This is of course great news for the cloud providers. With widely accepted open standards only emerging at a low pace, the illusion of choice for now is cloud’s dirty secret. Once a customer is signed up, switching between providers becomes physically impractical.  The most cost-effective method of moving a petabyte of data from A to B has long been to rent a room from your cloud provider, transfer the information onto a lorry-load of hard discs, and FedEx them to the data’s new home. The irony for organisations navigating the transition to digital business is that big data, the Holy Grail of transformation, is simply too big to handle digitally.

the nature of global business operations is that data tends to be generated according to the local environment

So how do global businesses run global analytics on immovable data? The solution is to behave like a mining company. The size of the mine dictates that you take the digger to the mine, not vice versa. If the data is too big to move, you take your analytics to the data.

This is fine in principle, but the nature of global business operations is that data tends to be generated according to the local environment. Our fashion retailer, for example, may have its marketing operations and headquarters in the UK, manufacturing ops in India, and a growing sales market in China. With hundreds of millions of Chinese consumers, the business needs access to as much transactional data as it can lay its hands on. While the Chinese government may decide that any sales data created in China must remain within its borders, given the likely size of its Chinese data set, the retailer will be forced in any case to position its analytics locally.

- - -

Exercise set:
A. According to the passage on cloud data, what has long been the most cost-effective way to move a petabyte of data from one place to another?
B. Resume the passage on cloud data after its final sentence, keeping its line of argument.

- - -

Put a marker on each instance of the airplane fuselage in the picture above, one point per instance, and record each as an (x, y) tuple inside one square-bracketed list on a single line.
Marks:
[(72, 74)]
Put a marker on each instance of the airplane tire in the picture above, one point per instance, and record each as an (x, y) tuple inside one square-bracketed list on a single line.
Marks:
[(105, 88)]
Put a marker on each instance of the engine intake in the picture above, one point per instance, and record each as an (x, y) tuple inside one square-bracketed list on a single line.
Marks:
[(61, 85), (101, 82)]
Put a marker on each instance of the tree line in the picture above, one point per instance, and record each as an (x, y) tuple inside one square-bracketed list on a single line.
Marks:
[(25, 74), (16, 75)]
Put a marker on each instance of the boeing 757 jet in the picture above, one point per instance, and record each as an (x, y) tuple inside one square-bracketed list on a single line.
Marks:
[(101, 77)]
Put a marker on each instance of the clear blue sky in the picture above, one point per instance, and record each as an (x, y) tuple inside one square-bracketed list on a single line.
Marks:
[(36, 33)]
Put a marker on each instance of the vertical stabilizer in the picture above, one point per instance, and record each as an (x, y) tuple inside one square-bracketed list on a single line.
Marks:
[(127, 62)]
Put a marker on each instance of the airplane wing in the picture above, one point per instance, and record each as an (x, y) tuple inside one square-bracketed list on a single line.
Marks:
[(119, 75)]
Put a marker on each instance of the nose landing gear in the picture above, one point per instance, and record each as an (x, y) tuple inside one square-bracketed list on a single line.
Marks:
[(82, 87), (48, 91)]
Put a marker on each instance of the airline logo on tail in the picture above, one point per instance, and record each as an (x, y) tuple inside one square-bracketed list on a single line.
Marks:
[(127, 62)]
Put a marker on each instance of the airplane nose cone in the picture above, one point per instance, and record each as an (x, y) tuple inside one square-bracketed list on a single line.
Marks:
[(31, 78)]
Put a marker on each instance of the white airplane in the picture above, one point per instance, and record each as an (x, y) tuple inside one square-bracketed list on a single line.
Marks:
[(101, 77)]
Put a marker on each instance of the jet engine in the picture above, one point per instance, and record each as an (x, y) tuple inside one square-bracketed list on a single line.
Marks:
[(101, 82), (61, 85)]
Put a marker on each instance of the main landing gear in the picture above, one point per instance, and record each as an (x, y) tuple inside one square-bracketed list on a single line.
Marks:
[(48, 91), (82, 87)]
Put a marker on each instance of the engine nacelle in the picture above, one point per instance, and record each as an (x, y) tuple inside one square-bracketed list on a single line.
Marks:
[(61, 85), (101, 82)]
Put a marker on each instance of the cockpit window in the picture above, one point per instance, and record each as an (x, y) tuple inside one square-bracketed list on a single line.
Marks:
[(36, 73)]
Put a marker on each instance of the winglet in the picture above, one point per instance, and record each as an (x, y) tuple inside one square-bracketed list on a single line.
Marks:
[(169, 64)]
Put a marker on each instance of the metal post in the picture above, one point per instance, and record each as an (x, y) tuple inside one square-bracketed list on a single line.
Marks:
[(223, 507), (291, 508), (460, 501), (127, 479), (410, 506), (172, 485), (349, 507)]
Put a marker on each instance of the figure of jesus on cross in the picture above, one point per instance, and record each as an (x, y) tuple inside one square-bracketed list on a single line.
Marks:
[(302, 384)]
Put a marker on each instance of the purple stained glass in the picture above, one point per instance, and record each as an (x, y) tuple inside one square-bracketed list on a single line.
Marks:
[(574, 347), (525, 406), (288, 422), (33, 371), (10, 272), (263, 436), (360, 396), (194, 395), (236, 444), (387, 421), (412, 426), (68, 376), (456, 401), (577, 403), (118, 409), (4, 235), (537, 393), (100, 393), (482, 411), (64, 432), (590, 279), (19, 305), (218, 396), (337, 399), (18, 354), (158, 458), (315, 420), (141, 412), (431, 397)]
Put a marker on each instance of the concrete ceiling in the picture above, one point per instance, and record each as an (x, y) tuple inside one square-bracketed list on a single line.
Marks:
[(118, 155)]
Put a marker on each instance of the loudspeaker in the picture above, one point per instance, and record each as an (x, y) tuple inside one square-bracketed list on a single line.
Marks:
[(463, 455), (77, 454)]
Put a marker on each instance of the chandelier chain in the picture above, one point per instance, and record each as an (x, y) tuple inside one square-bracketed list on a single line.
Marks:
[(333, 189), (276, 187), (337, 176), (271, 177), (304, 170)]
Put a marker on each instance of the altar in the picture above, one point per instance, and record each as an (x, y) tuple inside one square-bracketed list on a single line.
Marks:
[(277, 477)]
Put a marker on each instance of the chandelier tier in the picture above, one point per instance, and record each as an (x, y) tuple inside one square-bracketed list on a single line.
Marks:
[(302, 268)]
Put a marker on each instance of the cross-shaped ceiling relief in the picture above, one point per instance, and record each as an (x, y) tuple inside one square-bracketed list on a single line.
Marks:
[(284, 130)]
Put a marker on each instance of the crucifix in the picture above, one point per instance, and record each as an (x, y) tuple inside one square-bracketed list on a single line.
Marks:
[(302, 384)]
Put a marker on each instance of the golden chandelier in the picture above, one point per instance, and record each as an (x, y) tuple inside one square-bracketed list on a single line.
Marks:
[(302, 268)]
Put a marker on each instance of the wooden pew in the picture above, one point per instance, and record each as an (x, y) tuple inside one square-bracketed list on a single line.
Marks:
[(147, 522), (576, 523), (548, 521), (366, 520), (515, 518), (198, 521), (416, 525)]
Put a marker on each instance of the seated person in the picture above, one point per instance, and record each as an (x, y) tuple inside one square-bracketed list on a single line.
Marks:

- - -

Responses in order:
A. Renting a room from the cloud provider, transferring the data onto a lorry-load of hard discs, and sending them by FedEx to the data's new home.

B.
The problem is that the Chinese arm of the business uses different metadata – different ways of describing the most important data – making it very difficult for the analytics to function. The Chinese office may for example use different descriptive terms for fundamental items, such as customer, size, colour, and place of purchase. And as the business grows, the metadata grows and it becomes harder and harder to set data norms that all employees can easily follow. The company may be a global business, but its analytics are operating at a local level.

It’s becoming increasingly important for multinationals to understand not only the growing importance of big data as a strategic asset, but also the governance required to manage it as an asset.

Big data is only effective in a global organisation if it is treated as a global asset. For our fashion brand to successfully sell jeans to Chinese consumers at scale, it needs to know exactly how many Chinese consumers are buying size 10 following a sales promotion, which colours are most popular, where those sales are occurring and what else customers add to their baskets. This information must travel quickly across the company’s global supply chain for the company to maximise the sales opportunity. But if the company’s brand new stock management analytics (created in the UK) can’t read Chinese metadata, the business opportunity will be lost.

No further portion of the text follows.